**Given text**.
Broccoli and other cruciferous vegetables are rich in sulforaphane - a naturla substance that could help manage diabetes. [Photo: Bigstock]

Broccoli could be a secret weapon against diabetes

15 June, 2017

Natural Health News — Concentrated broccoli sprout extract may help people with type 2 diabetes manage their blood sugar, according to a new study.

The findings could offer a much needed alternative to address the condition, which has become a worldwide epidemic.

Type-2 diabetes, the most common form of diabetes, affects more than 300 million people globally. For those with the disease who are obese as well, excess fat in the liver can make the body less sensitive to the hormone insulin, which can make it difficult for the liver to help regulate blood sugar levels.

Normally, insulin, which is produced by the pancreas, stimulates the liver to pull glucose out of the bloodstream and store it for later use.

What you need to know

» Swedish scientists have used a mixture of computer analysis and human trial to identify substances that can ‘switch off’ the genes associated with hyperglycemia.

» The most promising substance they found was sulforaphane, a naturally occurring compound found in cruciferous vegetables like broccoli.

» In tests on people with type-2 diabetes sulforaphane was particularity effective in obese people who were less sensitive to insulin. In these individuals it reduced fasting blood glucose by 10%.

When the drugs don’t work

People with type-2 diabetes are usually advised to change their diet to help control their blood sugar levels. Some are given the drug metformin, though about 15% of type-2 diabetes patients are not able to take the drug.  This is because they have reduced kidney function and metformin can increase their risk of an unhealthy build-up of lactic acid (lactic acidosis), which can cause abdominal discomfort, shallow breathing, muscle pain or cramping, and tiredness.

Seeking a more viable path forward, Annika Axelsson an assistant professor at the University of Gothenburg in Sweden and her colleagues used liver tissue from diabetic mice and computer analysis to identify 1,720 genes associated with hyperglycemia, a condition in which an excessive amount of glucose circulates in the blood.

Switching off diabetes gene

This group was narrowed further to a network of 50 linked genes that together result in high blood glucose levels. This network became the so-called disease signature for type-2 diabetes.

**Extracted information**.
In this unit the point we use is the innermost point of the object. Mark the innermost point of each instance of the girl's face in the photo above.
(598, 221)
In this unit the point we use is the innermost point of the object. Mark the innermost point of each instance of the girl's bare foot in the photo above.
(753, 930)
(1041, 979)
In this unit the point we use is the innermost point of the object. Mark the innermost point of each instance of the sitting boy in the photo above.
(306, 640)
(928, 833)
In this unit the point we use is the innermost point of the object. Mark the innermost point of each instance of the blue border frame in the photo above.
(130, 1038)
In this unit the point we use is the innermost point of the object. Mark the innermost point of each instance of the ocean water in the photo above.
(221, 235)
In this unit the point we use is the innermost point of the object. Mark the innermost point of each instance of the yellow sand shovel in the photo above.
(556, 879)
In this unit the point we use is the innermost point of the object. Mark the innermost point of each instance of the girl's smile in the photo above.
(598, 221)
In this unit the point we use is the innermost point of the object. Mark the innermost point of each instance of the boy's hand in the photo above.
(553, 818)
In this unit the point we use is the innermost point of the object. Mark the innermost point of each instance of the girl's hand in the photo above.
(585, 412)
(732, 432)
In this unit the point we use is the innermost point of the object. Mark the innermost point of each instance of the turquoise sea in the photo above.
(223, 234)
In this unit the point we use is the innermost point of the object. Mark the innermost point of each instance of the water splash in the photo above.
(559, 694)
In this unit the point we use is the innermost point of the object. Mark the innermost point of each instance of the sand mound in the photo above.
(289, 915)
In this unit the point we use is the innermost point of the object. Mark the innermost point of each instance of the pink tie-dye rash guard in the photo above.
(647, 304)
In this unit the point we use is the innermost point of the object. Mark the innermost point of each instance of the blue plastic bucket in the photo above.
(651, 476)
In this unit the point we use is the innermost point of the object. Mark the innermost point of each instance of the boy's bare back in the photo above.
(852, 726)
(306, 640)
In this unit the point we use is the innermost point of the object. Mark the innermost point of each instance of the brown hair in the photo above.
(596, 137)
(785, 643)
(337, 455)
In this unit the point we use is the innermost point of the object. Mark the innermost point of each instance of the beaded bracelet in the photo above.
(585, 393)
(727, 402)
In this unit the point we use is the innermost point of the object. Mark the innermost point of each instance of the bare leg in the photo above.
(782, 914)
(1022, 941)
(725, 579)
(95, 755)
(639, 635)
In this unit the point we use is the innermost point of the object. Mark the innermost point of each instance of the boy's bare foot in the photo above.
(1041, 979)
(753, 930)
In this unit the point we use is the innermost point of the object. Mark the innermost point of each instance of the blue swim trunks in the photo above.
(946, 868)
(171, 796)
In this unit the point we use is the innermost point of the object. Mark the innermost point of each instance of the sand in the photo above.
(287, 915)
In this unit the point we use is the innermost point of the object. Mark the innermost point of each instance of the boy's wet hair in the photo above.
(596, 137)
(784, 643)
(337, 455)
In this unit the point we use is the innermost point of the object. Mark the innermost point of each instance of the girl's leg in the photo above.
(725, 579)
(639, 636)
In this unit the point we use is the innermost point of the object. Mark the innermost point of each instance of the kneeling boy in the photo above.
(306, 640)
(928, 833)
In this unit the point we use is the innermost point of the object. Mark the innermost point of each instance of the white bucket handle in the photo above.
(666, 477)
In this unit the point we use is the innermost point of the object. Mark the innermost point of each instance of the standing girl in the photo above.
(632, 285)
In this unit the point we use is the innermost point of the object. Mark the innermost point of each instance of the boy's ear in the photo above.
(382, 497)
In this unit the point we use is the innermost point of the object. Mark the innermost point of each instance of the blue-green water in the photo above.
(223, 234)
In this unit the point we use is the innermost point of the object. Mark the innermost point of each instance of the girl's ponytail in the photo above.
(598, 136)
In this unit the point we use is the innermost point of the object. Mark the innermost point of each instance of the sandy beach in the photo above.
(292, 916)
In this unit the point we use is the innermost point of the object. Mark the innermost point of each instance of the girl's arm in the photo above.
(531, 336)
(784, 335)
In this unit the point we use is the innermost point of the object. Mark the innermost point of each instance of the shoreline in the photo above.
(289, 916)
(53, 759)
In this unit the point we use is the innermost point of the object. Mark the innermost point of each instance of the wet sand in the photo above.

**Brief A**.
In the broccoli and diabetes article, about what share of type-2 diabetes patients cannot take metformin?
**Brief B**.
Continue the broccoli and diabetes article from its last sentence.

**Response A**.
About 15% of type-2 diabetes patients.

**Response B**.
They then searched a drug database for existing compounds known to block the activity of these genes. The most promising of these – sulforaphane, a naturally occurring compound found in cruciferous vegetables – reduced glucose production by liver cells growing in culture, and, in an initial experiment with diabetic rats, shifted liver gene expression away from a diseased state.

The researchers then gave concentrated broccoli sprout extracts to 97 people with type-2 diabetes  in a 12-week randomised placebo-controlled trial. Broccoli sprouts are a particularly rich source of glucoraphanin, a compound that generates sulforaphane when the plant is chewed or the beverage swallowed.

Obese participants with poorly controlled diabetes particularly benefited from the broccoli sprout intervention.

In these individuals sulforaphane reduced fasting blood glucose by 10% compared to the participants in the study who took a placebo.  That’s enough to lower a person’s risk of developing health complications. In addition, it did not cause the side effects, including the gastrointestinal problems that metformin can cause.

This human data is very encouraging, though it is worth remembering that the concentration of sulforaphane taken was around 100 times that found naturally in broccoli – approximately the same as eating around 5kg of broccoli daily.

Commenting on the study, published in the journal Science Translational Medicine. Rosengren said: “It’s very exciting and opens up new possibilities for the treatment of type-2 diabetes,”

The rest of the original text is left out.